*** SOURCE RECORDS ***
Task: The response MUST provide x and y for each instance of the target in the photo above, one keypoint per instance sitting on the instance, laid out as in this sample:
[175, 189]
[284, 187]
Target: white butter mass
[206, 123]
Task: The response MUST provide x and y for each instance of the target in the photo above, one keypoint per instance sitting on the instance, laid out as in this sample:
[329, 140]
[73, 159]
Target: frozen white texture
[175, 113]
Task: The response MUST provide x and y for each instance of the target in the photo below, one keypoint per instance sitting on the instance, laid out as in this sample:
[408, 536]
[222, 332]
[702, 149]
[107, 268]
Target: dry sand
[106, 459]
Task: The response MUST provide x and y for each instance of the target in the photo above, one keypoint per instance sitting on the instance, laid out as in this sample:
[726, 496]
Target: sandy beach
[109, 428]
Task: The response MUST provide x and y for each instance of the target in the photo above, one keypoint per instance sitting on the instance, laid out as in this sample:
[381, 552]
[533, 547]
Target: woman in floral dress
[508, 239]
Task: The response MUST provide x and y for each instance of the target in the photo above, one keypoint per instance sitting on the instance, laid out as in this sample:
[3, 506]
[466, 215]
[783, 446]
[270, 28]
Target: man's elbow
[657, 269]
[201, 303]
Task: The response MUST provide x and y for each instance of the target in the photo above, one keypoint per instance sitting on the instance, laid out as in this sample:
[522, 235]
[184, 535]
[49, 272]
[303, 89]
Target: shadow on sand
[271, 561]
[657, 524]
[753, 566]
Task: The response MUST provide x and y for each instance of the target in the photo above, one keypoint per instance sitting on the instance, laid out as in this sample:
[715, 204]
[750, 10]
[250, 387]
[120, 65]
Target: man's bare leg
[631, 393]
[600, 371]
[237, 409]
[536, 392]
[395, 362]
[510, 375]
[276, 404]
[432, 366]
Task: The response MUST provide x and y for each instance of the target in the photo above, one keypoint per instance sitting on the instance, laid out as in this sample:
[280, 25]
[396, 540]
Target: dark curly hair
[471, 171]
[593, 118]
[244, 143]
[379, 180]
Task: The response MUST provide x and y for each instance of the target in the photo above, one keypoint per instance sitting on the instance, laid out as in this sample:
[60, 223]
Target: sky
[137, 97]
***
§ STATED PROBLEM: Retype the listing. Match it exactly.

§ RESPONSE TO THIS TASK:
Task: The response MUST provide x and y for each instance of the target in the photo above, one keypoint per instance sitting on the instance, laid out as in this sample:
[175, 189]
[284, 187]
Target: white butter mass
[206, 123]
Task: The response MUST provide x and y for each instance of the target in the photo above, one keypoint per instance sitting on the instance, laid out as in this sample:
[329, 140]
[73, 159]
Target: frozen white texture
[175, 113]
Task: The response MUST provide x and y for each instance of the target in the photo below, one keypoint per instance sitting on the instance, laid out as in this sample:
[408, 536]
[222, 332]
[702, 149]
[107, 268]
Target: dry sand
[106, 459]
Task: The response MUST provide x and y for each instance of the target in the photo above, one keypoint per instance sitting on the instance, laid out as in this sample:
[726, 496]
Target: sandy beach
[109, 428]
Task: The response MUST provide x and y for each instance of the target in the photo above, one keypoint per instance sitting on the instance, laid out as in this sample:
[381, 552]
[533, 547]
Target: woman in floral dress
[508, 239]
Task: The response MUST provide x and y for each instance of the target in the photo above, one keypoint per instance sitting on the instance, laid out as in this sample:
[3, 506]
[466, 215]
[783, 446]
[270, 28]
Target: man's elbow
[657, 269]
[201, 303]
Task: The response MUST provide x and y for each instance of the target in the photo above, one keypoint per instance sitting on the instance, laid out as in this sample:
[522, 235]
[184, 535]
[49, 272]
[303, 89]
Target: shadow on sand
[271, 561]
[657, 524]
[753, 566]
Task: The response MUST provide x and y for each instance of the target in the photo above, one keypoint per instance sitting on the instance, laid out as in this sample:
[715, 204]
[750, 10]
[250, 387]
[120, 65]
Target: man's bare leg
[631, 393]
[600, 371]
[237, 409]
[536, 392]
[395, 362]
[510, 375]
[276, 404]
[432, 366]
Task: The response MUST provide x and y for each instance of the target in the photo above, one keypoint per instance sitting on the instance, laid out as in this sample:
[280, 25]
[396, 540]
Target: dark curly hair
[471, 171]
[593, 118]
[244, 143]
[379, 180]
Task: The response MUST provide x and y for each instance of the target in the photo above, one keypoint per instance sitting on the instance, laid out as in this sample:
[60, 223]
Target: sky
[137, 97]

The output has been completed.